Object point labels:
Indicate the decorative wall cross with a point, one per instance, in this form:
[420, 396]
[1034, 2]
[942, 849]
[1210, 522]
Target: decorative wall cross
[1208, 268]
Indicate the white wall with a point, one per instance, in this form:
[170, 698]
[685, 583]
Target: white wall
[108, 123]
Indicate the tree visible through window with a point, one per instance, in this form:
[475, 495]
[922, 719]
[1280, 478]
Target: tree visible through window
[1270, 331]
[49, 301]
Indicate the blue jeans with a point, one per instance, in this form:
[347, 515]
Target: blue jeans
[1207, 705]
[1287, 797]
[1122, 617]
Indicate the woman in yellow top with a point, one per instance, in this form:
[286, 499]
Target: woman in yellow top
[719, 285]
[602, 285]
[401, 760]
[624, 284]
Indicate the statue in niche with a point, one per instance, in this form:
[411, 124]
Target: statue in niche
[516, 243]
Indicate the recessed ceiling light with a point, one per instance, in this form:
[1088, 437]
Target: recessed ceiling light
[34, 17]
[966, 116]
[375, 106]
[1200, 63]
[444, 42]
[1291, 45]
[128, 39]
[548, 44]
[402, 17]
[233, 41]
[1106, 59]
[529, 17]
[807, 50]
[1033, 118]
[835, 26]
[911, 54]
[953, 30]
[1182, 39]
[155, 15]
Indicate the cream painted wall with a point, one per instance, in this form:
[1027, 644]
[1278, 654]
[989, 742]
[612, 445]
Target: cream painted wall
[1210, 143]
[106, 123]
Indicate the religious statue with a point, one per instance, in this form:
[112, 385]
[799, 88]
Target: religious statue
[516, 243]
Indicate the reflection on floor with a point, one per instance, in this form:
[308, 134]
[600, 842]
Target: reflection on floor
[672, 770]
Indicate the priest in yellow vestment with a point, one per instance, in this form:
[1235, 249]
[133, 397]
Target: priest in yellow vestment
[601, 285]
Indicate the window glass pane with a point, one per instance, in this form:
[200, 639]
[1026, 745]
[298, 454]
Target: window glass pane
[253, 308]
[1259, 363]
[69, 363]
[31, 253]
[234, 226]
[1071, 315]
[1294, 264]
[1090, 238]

-- Work to complete --
Reproduce every line of the records above, requests included, starting with the line containing "Indicate the cream" and continuing through the end of the records, with each answer coordinate multiplied by 2.5 and rounded to a whole number, halves rounded up. Leave the sample coordinates given in the requests' format unchanged.

-- Exercise solution --
Indicate the cream painted wall with a point, one per instance, in this form:
[1027, 644]
[1278, 654]
[989, 742]
[612, 445]
Target: cream painted wall
[3025, 358]
[265, 308]
Indicate the religious statue with a point, one per instance, in this form:
[112, 385]
[799, 88]
Target: religious statue
[1290, 608]
Indicate the reflection on floor with a point, one per instance, in this form:
[308, 134]
[600, 842]
Target: reflection on floor
[1680, 1925]
Indicate the priest in yellow vestment with a point, one per instance, in this form:
[1235, 249]
[133, 397]
Target: priest in yellow vestment
[1503, 713]
Indicate the window glass pane with a point, one per instance, in this form:
[200, 639]
[1026, 745]
[298, 454]
Target: window glass pane
[633, 770]
[3148, 908]
[173, 908]
[78, 633]
[585, 565]
[2678, 788]
[3235, 660]
[2725, 595]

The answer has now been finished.